▶ Problem to solve: Print each of the following items verbatim, omitting the pictures.

Image boundary labeling items
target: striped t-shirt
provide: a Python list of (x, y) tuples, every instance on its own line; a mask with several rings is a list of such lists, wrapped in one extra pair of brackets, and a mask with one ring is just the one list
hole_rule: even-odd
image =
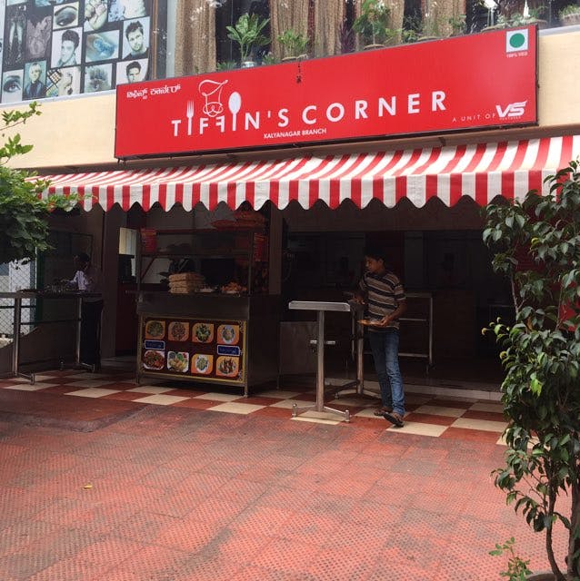
[[(359, 283), (366, 298), (366, 311), (369, 319), (382, 319), (392, 313), (399, 302), (405, 300), (405, 289), (393, 272), (372, 274), (365, 272)], [(386, 329), (398, 329), (399, 321), (392, 320)]]

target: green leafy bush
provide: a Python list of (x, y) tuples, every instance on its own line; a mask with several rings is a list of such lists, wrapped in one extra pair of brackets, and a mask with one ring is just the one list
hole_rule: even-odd
[[(515, 323), (490, 323), (505, 369), (505, 466), (495, 485), (545, 534), (557, 581), (580, 579), (580, 173), (578, 162), (546, 180), (550, 193), (486, 209), (484, 241), (511, 281)], [(523, 260), (525, 259), (525, 260)], [(556, 559), (554, 526), (567, 530)], [(565, 561), (566, 569), (559, 567)]]

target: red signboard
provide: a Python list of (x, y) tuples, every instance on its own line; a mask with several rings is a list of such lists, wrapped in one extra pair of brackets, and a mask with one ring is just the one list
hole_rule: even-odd
[(117, 158), (537, 123), (535, 26), (117, 86)]

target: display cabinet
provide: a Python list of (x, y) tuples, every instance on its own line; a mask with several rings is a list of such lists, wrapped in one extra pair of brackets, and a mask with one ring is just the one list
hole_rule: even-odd
[[(171, 275), (185, 272), (195, 284), (172, 286)], [(145, 232), (137, 381), (214, 383), (247, 396), (251, 386), (275, 380), (280, 298), (268, 294), (268, 275), (265, 229)]]

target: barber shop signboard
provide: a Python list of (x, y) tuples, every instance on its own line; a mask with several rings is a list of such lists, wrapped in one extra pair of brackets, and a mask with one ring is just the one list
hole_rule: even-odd
[(536, 28), (117, 87), (117, 158), (537, 123)]

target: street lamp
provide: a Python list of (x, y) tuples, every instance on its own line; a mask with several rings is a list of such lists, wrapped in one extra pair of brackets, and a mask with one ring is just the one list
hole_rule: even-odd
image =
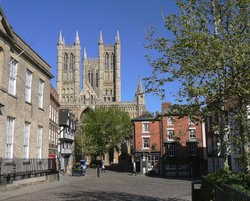
[(2, 103), (0, 103), (0, 115), (3, 115), (1, 108), (4, 107), (4, 105)]

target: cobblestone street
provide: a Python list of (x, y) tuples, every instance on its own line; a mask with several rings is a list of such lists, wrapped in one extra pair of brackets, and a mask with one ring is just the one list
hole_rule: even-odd
[(65, 175), (60, 181), (2, 190), (0, 200), (189, 201), (191, 181), (111, 171), (98, 178), (95, 169), (88, 169), (88, 174), (82, 177)]

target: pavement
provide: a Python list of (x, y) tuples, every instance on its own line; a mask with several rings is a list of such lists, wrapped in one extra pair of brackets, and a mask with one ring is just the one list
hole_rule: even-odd
[(0, 200), (191, 201), (191, 181), (112, 171), (97, 177), (95, 169), (88, 169), (86, 176), (0, 187)]

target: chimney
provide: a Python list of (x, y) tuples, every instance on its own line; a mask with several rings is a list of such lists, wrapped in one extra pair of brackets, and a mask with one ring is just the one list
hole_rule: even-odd
[(171, 102), (164, 102), (161, 105), (162, 112), (167, 112), (171, 108)]

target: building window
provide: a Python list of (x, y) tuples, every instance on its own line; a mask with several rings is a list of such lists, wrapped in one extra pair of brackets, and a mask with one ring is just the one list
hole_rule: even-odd
[(95, 86), (98, 88), (99, 85), (98, 85), (98, 81), (99, 81), (99, 76), (98, 76), (98, 73), (95, 74)]
[(109, 70), (109, 55), (105, 54), (105, 70)]
[(167, 144), (167, 156), (175, 157), (175, 144)]
[(192, 117), (189, 117), (189, 124), (194, 125), (194, 119)]
[(74, 57), (74, 55), (73, 54), (70, 54), (70, 70), (74, 70), (74, 63), (75, 63), (75, 57)]
[(66, 71), (68, 69), (68, 55), (64, 54), (64, 66), (63, 69)]
[(42, 159), (42, 134), (43, 128), (39, 126), (37, 130), (37, 159)]
[(13, 159), (14, 120), (13, 117), (7, 117), (5, 158), (10, 162)]
[(38, 89), (38, 107), (43, 108), (43, 89), (44, 89), (44, 81), (39, 80), (39, 89)]
[(26, 83), (25, 83), (25, 101), (31, 102), (31, 85), (32, 85), (32, 72), (27, 70)]
[(149, 123), (148, 122), (142, 123), (142, 132), (149, 133)]
[(167, 139), (169, 141), (173, 141), (174, 140), (174, 130), (167, 130)]
[(145, 137), (142, 139), (143, 140), (143, 149), (148, 149), (149, 148), (149, 143), (150, 143), (150, 139), (149, 137)]
[(189, 156), (197, 156), (197, 144), (189, 143), (188, 144), (188, 155)]
[(30, 139), (30, 123), (24, 123), (24, 135), (23, 135), (23, 158), (29, 159), (29, 139)]
[(189, 129), (189, 140), (190, 141), (196, 140), (195, 129)]
[(9, 63), (9, 87), (8, 93), (16, 95), (17, 61), (12, 59)]
[(168, 125), (173, 125), (174, 124), (174, 118), (173, 117), (168, 117)]

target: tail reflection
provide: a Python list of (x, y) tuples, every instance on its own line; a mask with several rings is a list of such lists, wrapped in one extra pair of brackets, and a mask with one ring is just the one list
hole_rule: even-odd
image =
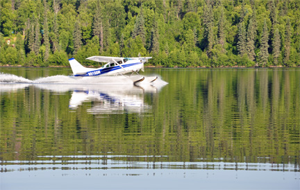
[(76, 110), (85, 102), (92, 102), (88, 110), (92, 114), (115, 113), (119, 112), (143, 112), (151, 106), (144, 103), (144, 89), (135, 86), (99, 87), (97, 89), (74, 90), (69, 107)]

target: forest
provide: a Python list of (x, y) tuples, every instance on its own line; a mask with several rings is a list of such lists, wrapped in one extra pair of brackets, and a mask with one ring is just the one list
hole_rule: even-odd
[(300, 66), (299, 0), (1, 0), (0, 65)]

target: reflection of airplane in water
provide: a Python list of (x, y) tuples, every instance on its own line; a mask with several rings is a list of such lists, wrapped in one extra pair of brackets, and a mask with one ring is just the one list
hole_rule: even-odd
[[(154, 91), (151, 92), (153, 92)], [(93, 101), (94, 105), (88, 112), (93, 114), (114, 113), (116, 112), (144, 112), (151, 108), (144, 103), (144, 89), (127, 85), (119, 89), (115, 87), (103, 87), (101, 89), (86, 89), (73, 92), (69, 107), (76, 109), (85, 102)]]
[(88, 110), (92, 114), (148, 112), (151, 105), (144, 103), (145, 94), (156, 94), (158, 88), (144, 84), (142, 87), (128, 85), (82, 84), (0, 84), (0, 93), (17, 91), (33, 86), (57, 93), (73, 92), (69, 107), (76, 110), (84, 103), (92, 102)]
[[(28, 87), (39, 88), (57, 93), (73, 92), (69, 100), (69, 108), (75, 110), (85, 102), (92, 102), (88, 110), (91, 113), (112, 113), (115, 112), (143, 112), (151, 106), (144, 103), (145, 94), (156, 94), (167, 83), (160, 79), (148, 82), (146, 80), (133, 85), (116, 76), (103, 78), (81, 78), (56, 76), (30, 80), (14, 75), (0, 74), (0, 93), (26, 89)], [(87, 79), (87, 80), (86, 80)], [(114, 82), (112, 83), (98, 83)], [(117, 82), (123, 82), (117, 83)]]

▶ Exercise response:
target: striped t-shirt
provide: a Python list of (x, y) tuples, every instance on its own line; a mask with several rings is a list of such lists, wrapped in one extra pair of brackets, and a mask with one ring is just the one list
hole_rule: even-odd
image =
[[(359, 283), (366, 298), (366, 311), (369, 319), (382, 319), (392, 313), (399, 302), (405, 300), (405, 289), (393, 272), (372, 274), (365, 272)], [(386, 329), (398, 329), (399, 321), (392, 320)]]

target: green leafy bush
provide: a Python list of (x, y) tuples, every instance on its own line; a mask with several rings is a list of such lists, wrapped in one extra pair of brackets, and a mask with one ring is just the one list
hole_rule: even-odd
[[(515, 323), (490, 323), (505, 369), (505, 466), (495, 485), (545, 534), (557, 581), (580, 579), (580, 173), (578, 162), (546, 180), (550, 193), (486, 209), (484, 241), (511, 281)], [(523, 260), (525, 259), (525, 260)], [(556, 559), (554, 526), (567, 530)], [(565, 561), (566, 569), (559, 567)]]

target: red signboard
provide: a Python list of (x, y) tuples, every instance on its own line; a mask with several rings is a list of such lists, wrapped in one extra pair of brackets, and a mask with one ring is just the one list
hole_rule: even-odd
[(117, 158), (537, 123), (535, 26), (117, 86)]

target: display cabinet
provide: a Python list of (x, y) tuples, every instance on its own line; a mask with several rings is a list of such lists, wrapped in one extra pair of brackets, and a mask with one ring is just the one list
hole_rule: even-odd
[[(171, 275), (185, 272), (195, 284), (172, 286)], [(145, 232), (137, 381), (214, 383), (247, 396), (251, 386), (275, 380), (280, 298), (268, 294), (268, 275), (265, 229)]]

target: barber shop signboard
provide: a Python list of (x, y) tuples, every instance on its own line; a mask with several rings is a list of such lists, wrapped in one extra pair of brackets, and a mask with one ring is just the one list
hole_rule: even-odd
[(536, 28), (117, 87), (117, 158), (537, 123)]

target: street lamp
provide: a Python list of (x, y) tuples, every instance on its own line; a mask with several rings is a list of such lists, wrapped in one extra pair of brackets, and a mask with one ring is just the one list
hole_rule: even-odd
image =
[(2, 103), (0, 103), (0, 115), (3, 115), (1, 108), (4, 107), (4, 105)]

target: cobblestone street
provide: a Python list of (x, y) tuples, every instance on its own line; a mask with several rings is a list of such lists, wrapped in one extra pair of brackets, and a mask with one ring is just the one list
hole_rule: even-odd
[(65, 175), (60, 181), (2, 190), (0, 200), (189, 201), (191, 181), (111, 171), (98, 178), (95, 169), (88, 169), (88, 174), (82, 177)]

target: pavement
provide: a Python list of (x, y) tuples, every instance on its own line; a mask with several rings is a list of such lists, wrapped in one extra pair of brackets, and a mask with one ring is just the one list
hole_rule: even-odd
[(0, 200), (191, 201), (191, 181), (112, 171), (97, 177), (95, 169), (88, 169), (86, 176), (0, 187)]

target: chimney
provide: a Python list of (x, y) tuples, every instance on its own line; a mask with several rings is a list of such lists, wrapped in one extra pair of brackets, and a mask with one ring is just the one list
hole_rule: even-odd
[(171, 102), (164, 102), (161, 105), (162, 112), (167, 112), (171, 108)]

target: building window
provide: a Python list of (x, y) tuples, every instance on its own line; a mask with several rings is a list of such lists, wrapped in one extra pair of brackets, and a mask with one ring is just the one list
hole_rule: even-odd
[(95, 86), (98, 88), (99, 85), (98, 85), (98, 81), (99, 81), (99, 76), (98, 76), (98, 73), (95, 74)]
[(109, 70), (109, 55), (105, 54), (105, 70)]
[(167, 144), (167, 156), (175, 157), (175, 144)]
[(192, 117), (189, 117), (189, 124), (194, 125), (194, 119)]
[(74, 57), (74, 55), (73, 54), (70, 54), (70, 70), (74, 70), (74, 63), (75, 63), (75, 57)]
[(66, 71), (68, 69), (68, 55), (64, 54), (64, 66), (63, 69)]
[(42, 159), (42, 134), (43, 128), (39, 126), (37, 130), (37, 159)]
[(13, 159), (14, 120), (13, 117), (7, 117), (5, 158), (10, 162)]
[(38, 89), (38, 107), (43, 108), (43, 89), (44, 89), (44, 81), (39, 80), (39, 89)]
[(26, 83), (25, 83), (25, 101), (31, 102), (31, 85), (32, 85), (32, 72), (27, 70)]
[(149, 123), (148, 122), (142, 123), (142, 132), (149, 133)]
[(167, 139), (169, 141), (173, 141), (174, 140), (174, 130), (167, 130)]
[(145, 137), (142, 139), (143, 140), (143, 149), (148, 149), (149, 148), (149, 143), (150, 143), (150, 139), (149, 137)]
[(189, 156), (197, 156), (197, 144), (189, 143), (188, 144), (188, 155)]
[(30, 139), (30, 123), (24, 123), (24, 135), (23, 135), (23, 158), (29, 159), (29, 139)]
[(189, 129), (189, 140), (190, 141), (196, 140), (195, 129)]
[(9, 63), (9, 87), (8, 93), (16, 95), (17, 61), (12, 59)]
[(168, 125), (173, 125), (174, 124), (174, 118), (173, 117), (168, 117)]

target: tail reflection
provide: a Python list of (x, y) tuples, every instance on its own line; a mask with several rings is a list of such lists, wrapped in one extra pair of brackets, and a mask with one ring is just the one list
hole_rule: even-odd
image =
[(76, 110), (85, 102), (92, 102), (88, 110), (92, 114), (115, 113), (119, 112), (143, 112), (151, 106), (144, 103), (144, 89), (135, 86), (99, 87), (97, 89), (74, 90), (69, 107)]

target: forest
provide: a Python list of (x, y) tuples, every instance on its own line; a mask with several rings is a list of such lists, wrapped in one extra pair of brackets, and a mask with one ring is just the one list
hole_rule: even-odd
[(300, 66), (299, 0), (1, 0), (0, 65)]

target: reflection of airplane in water
provide: a Python list of (x, y) tuples, every instance on its own line; a mask with several rings is a list of such lists, wrapped in one extra pair of brackets, and a mask with one ring is just the one list
hole_rule: even-odd
[[(154, 91), (151, 92), (153, 92)], [(93, 101), (94, 105), (88, 112), (93, 114), (114, 113), (116, 112), (144, 112), (151, 108), (144, 103), (144, 89), (127, 85), (119, 89), (115, 87), (103, 87), (101, 89), (86, 89), (73, 92), (69, 107), (76, 109), (85, 102)]]
[(88, 110), (92, 114), (148, 112), (151, 105), (144, 103), (145, 94), (156, 94), (158, 88), (144, 84), (142, 87), (128, 85), (82, 84), (0, 84), (0, 93), (17, 91), (33, 86), (57, 93), (73, 92), (69, 107), (76, 110), (84, 103), (92, 102)]
[[(28, 87), (39, 88), (57, 93), (73, 92), (69, 100), (69, 108), (75, 110), (85, 102), (92, 102), (88, 110), (91, 113), (112, 113), (115, 112), (143, 112), (151, 106), (144, 103), (145, 94), (156, 94), (167, 83), (160, 79), (148, 82), (146, 80), (133, 85), (116, 76), (103, 78), (81, 78), (56, 76), (30, 80), (14, 75), (0, 74), (0, 93), (26, 89)], [(87, 79), (87, 80), (86, 80)], [(114, 82), (112, 83), (98, 83)], [(117, 82), (123, 82), (117, 83)]]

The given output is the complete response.